■ Work required: Restate verbatim the span of lines below between the line with "Identify one point on each instance of the asphalt" and the line with "Consider the photo", including those two lines, and only that span.

(Referring expression pointing data)
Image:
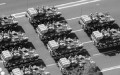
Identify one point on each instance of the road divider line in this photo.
(73, 18)
(51, 65)
(87, 42)
(18, 15)
(22, 14)
(78, 4)
(2, 3)
(97, 54)
(110, 68)
(77, 30)
(70, 3)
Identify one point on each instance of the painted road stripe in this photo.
(70, 3)
(103, 53)
(77, 30)
(87, 42)
(18, 15)
(2, 3)
(79, 4)
(110, 68)
(73, 18)
(50, 65)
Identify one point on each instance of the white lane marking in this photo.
(110, 68)
(2, 3)
(97, 54)
(51, 65)
(18, 15)
(87, 42)
(77, 30)
(79, 4)
(1, 61)
(73, 18)
(22, 14)
(70, 3)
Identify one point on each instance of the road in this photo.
(106, 63)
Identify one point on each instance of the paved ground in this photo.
(106, 63)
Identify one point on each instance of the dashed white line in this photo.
(87, 42)
(2, 3)
(97, 54)
(110, 68)
(70, 3)
(73, 4)
(77, 30)
(73, 18)
(79, 4)
(50, 65)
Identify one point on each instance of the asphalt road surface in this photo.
(110, 65)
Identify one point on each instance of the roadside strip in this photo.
(2, 3)
(62, 6)
(79, 4)
(110, 68)
(70, 3)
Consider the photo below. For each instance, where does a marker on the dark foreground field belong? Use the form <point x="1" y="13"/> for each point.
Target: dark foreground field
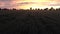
<point x="29" y="21"/>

■ Finished exercise:
Identify one point on each instance of the asphalt road surface in this photo.
(110, 65)
Identify one point on each instance of the roadside strip in this photo.
(2, 3)
(62, 6)
(79, 4)
(110, 68)
(70, 3)
Consider the photo below. For each instance, where does a marker on the dark foreground field belong? Use the form <point x="1" y="13"/> for each point.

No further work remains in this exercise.